What the task requires>
Write out the forum discussion on orthologs and paralogs below word for word, from its first line to its last.

Selected text>

++++++

A common misconception is that paralogous genes are those homologous genes that are in the same genome while orthologous genes are those that are in different genomes. As you can see in the example above, this is absolutely not true. While it can happen that way, ortho- vs paralogy depends exclusively on the evolutionary history of the genes involved. If you do not know whether a particular homology relationship is the result of a gene duplication or a speciation event, then you cannot know if it is a case of paralogy or orthology.
I highly recommend the Jensen article referenced above. I read it when I was first starting to work on comparative genomics and evolution and it is a wonderfully clear and succinct explanation of the terms. Some of the articles referenced therein are also worth a read:
- Koonin EV: An apology for orthologs - or brave new memes. Genome Biol, 2001, 2:comment1005.1-1005.2.
- Petsko GA: Homologuephobia. Genome Biol 2001, 2:comment1002.1-1002.2.
- Fitch WM: Distinguishing homologous from analogous proteins. Syst Zool 1970, 19:99-113. (of historical interest, the terms were first used here)
- Fitch WM: Homology a personal view on some of the problems. Trends Genet 2000, 16:227-31.
@January, isn't it? I've been sending it to everyone who asks me the ortho vs para question for years. Thought I'd share it with y'all here :).
So given a pair of genes that have diverged by both speciation and duplication, they are orthologs or paralogs depending on which divergence event occurred first. Is that right?
Both orthologs and paralogs are types of homologs, that is, they denote genes that derive from the same ancestral sequence.

++++++

Supplied information>
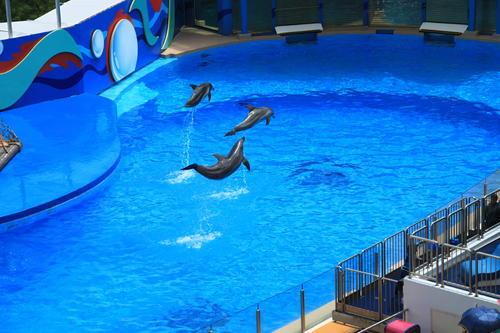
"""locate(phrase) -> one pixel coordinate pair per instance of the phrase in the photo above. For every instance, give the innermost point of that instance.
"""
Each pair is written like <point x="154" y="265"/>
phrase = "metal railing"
<point x="417" y="246"/>
<point x="401" y="314"/>
<point x="8" y="14"/>
<point x="297" y="308"/>
<point x="369" y="284"/>
<point x="455" y="266"/>
<point x="367" y="295"/>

++++++

Solved problem>
A common misconception is that paralogous genes are those homologous genes that are in the same genome while orthologous genes are those that are in different genomes. As you can see in the example above, this is absolutely not true. While it can happen that way, ortho- vs paralogy depends exclusively on the evolutionary history of the genes involved. If you do not know whether a particular homology relationship is the result of a gene duplication or a speciation event, then you cannot know if it is a case of paralogy or orthology.
I highly recommend the Jensen article referenced above. I read it when I was first starting to work on comparative genomics and evolution and it is a wonderfully clear and succinct explanation of the terms. Some of the articles referenced therein are also worth a read:
- Koonin EV: An apology for orthologs - or brave new memes. Genome Biol, 2001, 2:comment1005.1-1005.2.
- Petsko GA: Homologuephobia. Genome Biol 2001, 2:comment1002.1-1002.2.
- Fitch WM: Distinguishing homologous from analogous proteins. Syst Zool 1970, 19:99-113. (of historical interest, the terms were first used here)
- Fitch WM: Homology a personal view on some of the problems. Trends Genet 2000, 16:227-31.
@January, isn't it? I've been sending it to everyone who asks me the ortho vs para question for years. Thought I'd share it with y'all here :).
So given a pair of genes that have diverged by both speciation and duplication, they are orthologs or paralogs depending on which divergence event occurred first. Is that right?
Both orthologs and paralogs are types of homologs, that is, they denote genes that derive from the same ancestral sequence.